======== Data shown ========

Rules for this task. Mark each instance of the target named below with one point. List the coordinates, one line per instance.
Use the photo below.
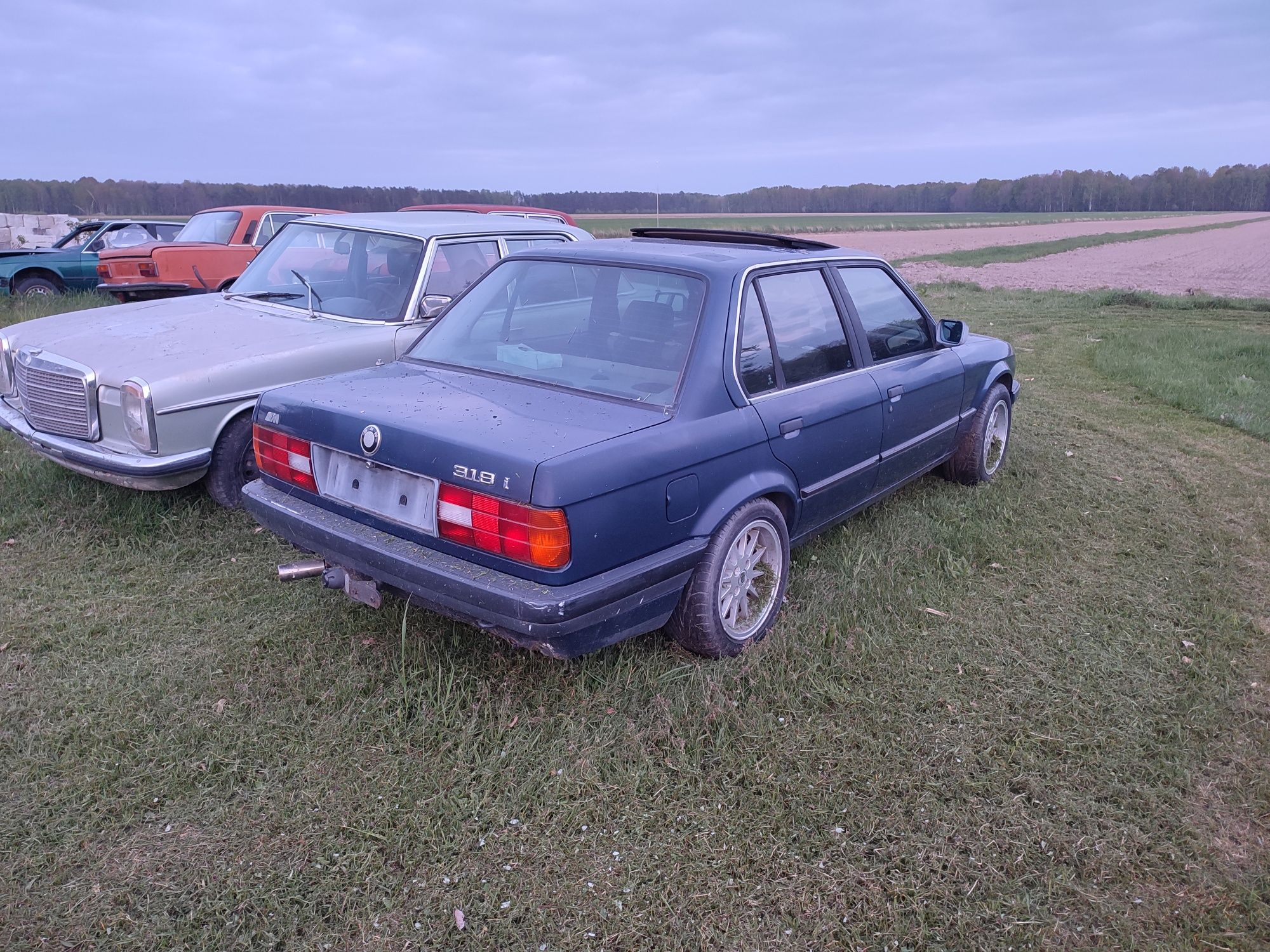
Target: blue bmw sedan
(601, 440)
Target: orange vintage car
(209, 255)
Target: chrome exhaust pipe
(304, 569)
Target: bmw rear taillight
(524, 534)
(285, 458)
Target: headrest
(651, 321)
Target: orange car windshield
(213, 228)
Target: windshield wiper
(312, 293)
(266, 295)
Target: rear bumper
(135, 472)
(559, 621)
(150, 289)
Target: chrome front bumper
(131, 470)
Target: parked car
(209, 255)
(158, 395)
(70, 265)
(516, 211)
(601, 440)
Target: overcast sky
(711, 96)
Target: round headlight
(139, 414)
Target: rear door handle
(792, 427)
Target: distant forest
(1244, 188)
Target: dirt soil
(907, 244)
(1233, 262)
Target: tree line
(1244, 188)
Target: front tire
(982, 451)
(739, 587)
(233, 464)
(36, 288)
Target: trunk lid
(482, 433)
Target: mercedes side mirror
(432, 305)
(953, 333)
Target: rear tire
(739, 587)
(36, 288)
(233, 464)
(982, 451)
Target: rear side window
(213, 228)
(272, 223)
(604, 329)
(459, 265)
(758, 371)
(892, 323)
(811, 341)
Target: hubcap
(995, 437)
(750, 581)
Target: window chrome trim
(735, 317)
(430, 243)
(7, 361)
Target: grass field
(977, 257)
(1073, 755)
(620, 225)
(1225, 378)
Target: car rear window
(605, 329)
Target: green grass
(620, 225)
(25, 309)
(1225, 378)
(194, 756)
(979, 257)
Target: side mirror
(952, 333)
(432, 305)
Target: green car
(72, 263)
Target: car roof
(436, 224)
(712, 258)
(264, 209)
(481, 209)
(100, 223)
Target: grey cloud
(558, 95)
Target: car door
(821, 412)
(921, 384)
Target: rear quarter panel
(215, 263)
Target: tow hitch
(356, 586)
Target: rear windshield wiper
(267, 295)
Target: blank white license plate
(394, 494)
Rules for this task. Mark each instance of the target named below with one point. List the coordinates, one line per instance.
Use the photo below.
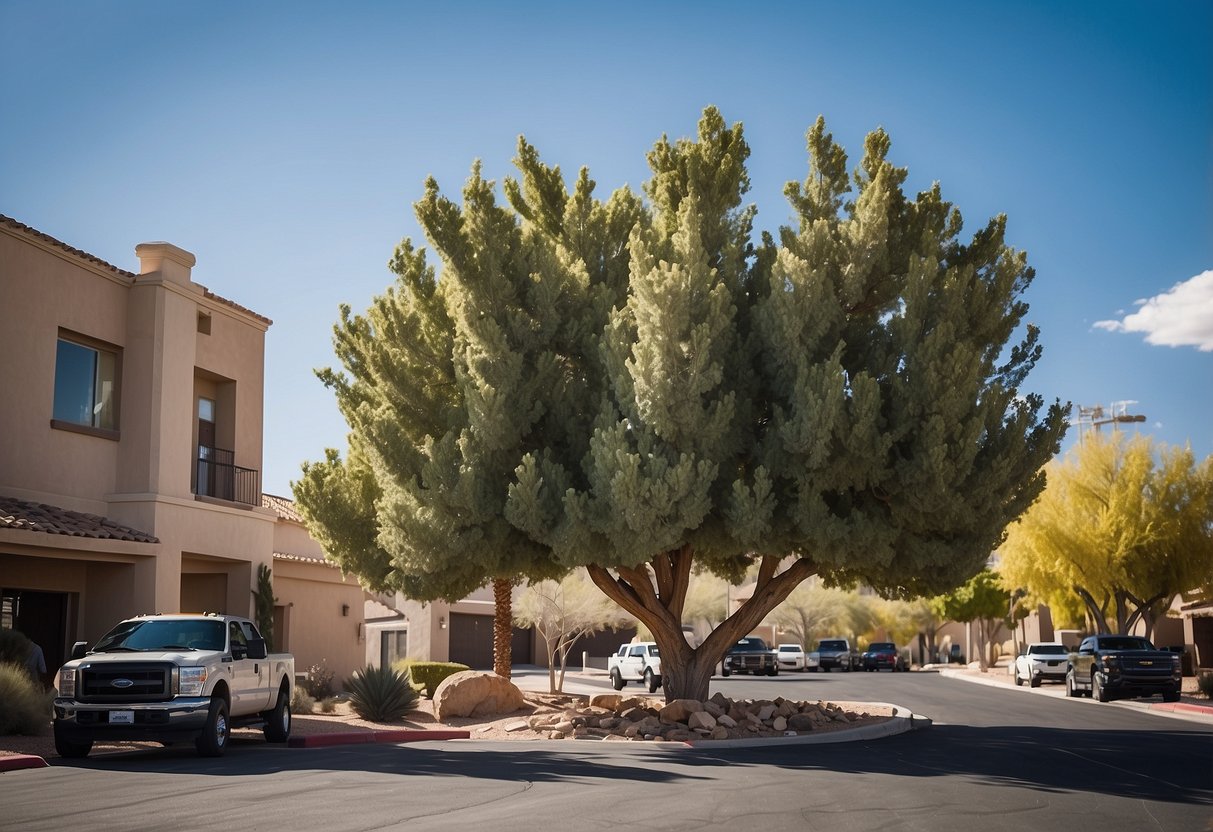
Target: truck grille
(135, 682)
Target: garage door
(472, 642)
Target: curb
(365, 738)
(16, 762)
(1200, 713)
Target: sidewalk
(1190, 707)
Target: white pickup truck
(172, 678)
(636, 662)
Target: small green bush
(301, 702)
(381, 694)
(26, 710)
(319, 681)
(428, 674)
(15, 647)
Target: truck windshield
(163, 634)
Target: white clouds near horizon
(1180, 317)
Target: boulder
(476, 694)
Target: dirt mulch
(343, 719)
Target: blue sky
(284, 144)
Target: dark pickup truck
(1108, 667)
(751, 655)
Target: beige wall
(142, 474)
(324, 617)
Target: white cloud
(1180, 317)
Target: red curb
(363, 738)
(13, 762)
(1183, 706)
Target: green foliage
(428, 674)
(263, 602)
(643, 388)
(381, 694)
(27, 708)
(301, 701)
(1120, 530)
(15, 647)
(319, 681)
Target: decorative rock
(476, 694)
(799, 722)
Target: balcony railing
(220, 478)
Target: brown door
(472, 640)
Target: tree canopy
(1122, 525)
(642, 386)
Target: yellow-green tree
(645, 386)
(1122, 526)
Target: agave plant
(381, 694)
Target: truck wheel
(68, 748)
(212, 741)
(1097, 688)
(278, 722)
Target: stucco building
(130, 456)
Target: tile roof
(305, 558)
(282, 506)
(55, 520)
(97, 261)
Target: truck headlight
(66, 683)
(192, 681)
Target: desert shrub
(428, 674)
(15, 647)
(301, 701)
(26, 708)
(381, 694)
(319, 681)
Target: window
(86, 386)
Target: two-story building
(131, 415)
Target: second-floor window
(86, 386)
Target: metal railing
(217, 477)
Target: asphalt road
(995, 759)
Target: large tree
(641, 387)
(1122, 525)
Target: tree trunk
(656, 599)
(502, 626)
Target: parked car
(172, 678)
(838, 653)
(750, 655)
(1108, 667)
(1040, 661)
(636, 662)
(793, 657)
(882, 655)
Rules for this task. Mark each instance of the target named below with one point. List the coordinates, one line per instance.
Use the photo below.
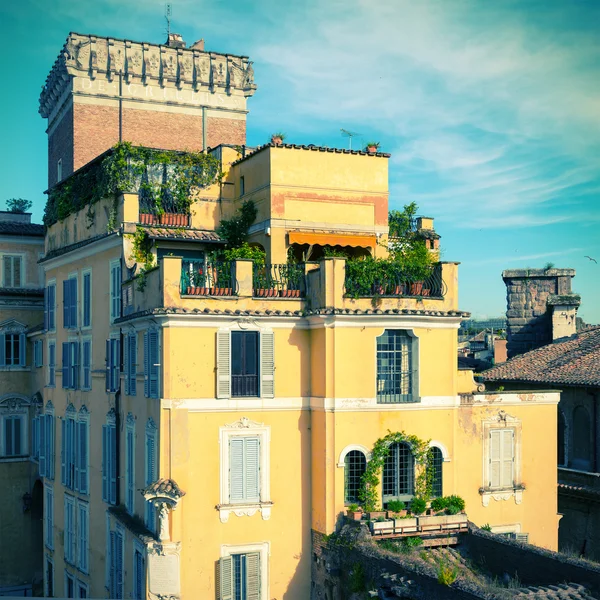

========

> **Work instructions**: Could you copy the listing above exactly, without its pictures?

> **Result below**:
Rules for this task. Mark each instance of the target named below with one point. List the coordinates, one line per instance.
Use the photo below.
Target: blue bmw sedan
(601, 440)
Target: orange vintage car
(209, 255)
Target: chrome exhaust pipe
(304, 569)
Target: bmw rear taillight
(524, 534)
(285, 458)
Target: headrest
(651, 321)
Target: orange car windshield
(213, 228)
Target: windshield wiper
(312, 293)
(266, 295)
Target: rear bumper
(135, 472)
(559, 621)
(150, 289)
Target: chrome front bumper
(131, 470)
Target: parked car
(209, 255)
(158, 395)
(70, 265)
(516, 211)
(601, 440)
Target: overcast sky
(711, 96)
Target: round headlight
(139, 414)
Target: rear door handle
(792, 427)
Target: distant forest
(1244, 188)
Target: dirt soil
(907, 244)
(1233, 262)
Target: tree line
(1244, 188)
Target: front tire
(982, 451)
(739, 587)
(233, 464)
(36, 288)
Target: trunk lid
(482, 433)
Target: mercedes side mirror
(432, 305)
(953, 333)
Target: rear tire
(739, 587)
(36, 288)
(233, 464)
(982, 451)
Target: rear side window
(213, 228)
(272, 223)
(604, 329)
(459, 265)
(758, 371)
(892, 323)
(811, 341)
Target: hubcap
(995, 437)
(750, 581)
Target: window chrome trim
(735, 317)
(430, 243)
(7, 361)
Target: grass field
(977, 257)
(1073, 755)
(620, 225)
(1225, 378)
Target: car rear window
(605, 329)
Target: green grass
(620, 225)
(25, 309)
(1225, 378)
(194, 756)
(979, 257)
Target: side mirror
(952, 333)
(432, 305)
Target: green car
(72, 263)
Target: car roof
(436, 224)
(712, 258)
(264, 209)
(481, 209)
(100, 223)
Target: grey cloud
(558, 95)
Target: car door
(821, 412)
(921, 384)
Target: rear quarter panel
(215, 263)
Target: tow hitch
(356, 586)
Target: rear windshield wiper
(267, 295)
Target: blank white license plate
(394, 494)
Rules for this task. Mark each instance of the target named below with one point. List the coordinates, one line per instance.
Use the photo below.
Target: truck grille
(135, 682)
Target: garage door
(472, 642)
Target: curb
(365, 738)
(16, 762)
(1200, 713)
Target: sidewalk
(1190, 707)
Target: white pickup truck
(172, 678)
(636, 662)
Target: small green bush
(301, 702)
(381, 694)
(26, 710)
(319, 681)
(428, 674)
(15, 647)
Target: truck windshield
(163, 634)
Target: white clouds near horizon
(1180, 317)
Target: boulder
(476, 694)
Target: dirt mulch
(343, 719)
Target: blue sky
(284, 144)
Target: dark pickup truck
(1108, 667)
(751, 655)
Target: beige wall
(142, 474)
(324, 617)
Target: white cloud
(1180, 317)
Target: red curb
(363, 738)
(13, 762)
(1183, 706)
Target: green foliage
(428, 674)
(263, 602)
(643, 388)
(381, 694)
(27, 708)
(301, 701)
(1120, 530)
(15, 647)
(319, 681)
Target: decorative rock
(476, 694)
(799, 722)
Target: balcony railing
(220, 478)
Target: brown door
(472, 640)
Target: tree canopy
(1122, 525)
(642, 386)
Target: yellow-green tree
(645, 386)
(1122, 526)
Target: agave plant
(381, 694)
Target: truck wheel
(68, 748)
(212, 741)
(1097, 688)
(278, 722)
Target: stucco building
(130, 456)
Target: tile roof
(305, 558)
(282, 506)
(55, 520)
(97, 261)
Target: truck headlight
(66, 683)
(192, 681)
Target: desert shrub
(428, 674)
(15, 647)
(301, 701)
(26, 708)
(381, 694)
(319, 681)
Target: window
(86, 386)
Target: two-story building
(131, 415)
Target: second-floor window
(86, 386)
Target: metal railing
(217, 477)
Target: asphalt road
(995, 759)
Target: large tree
(641, 387)
(1122, 525)
Target: tree trunk
(656, 599)
(502, 626)
Target: parked car
(172, 678)
(838, 653)
(750, 655)
(1108, 667)
(1040, 661)
(636, 662)
(793, 657)
(882, 655)
Rules for this task. Mark each instance of the target named below with one point. List the coordinates, one line per instance.
Use the photo below.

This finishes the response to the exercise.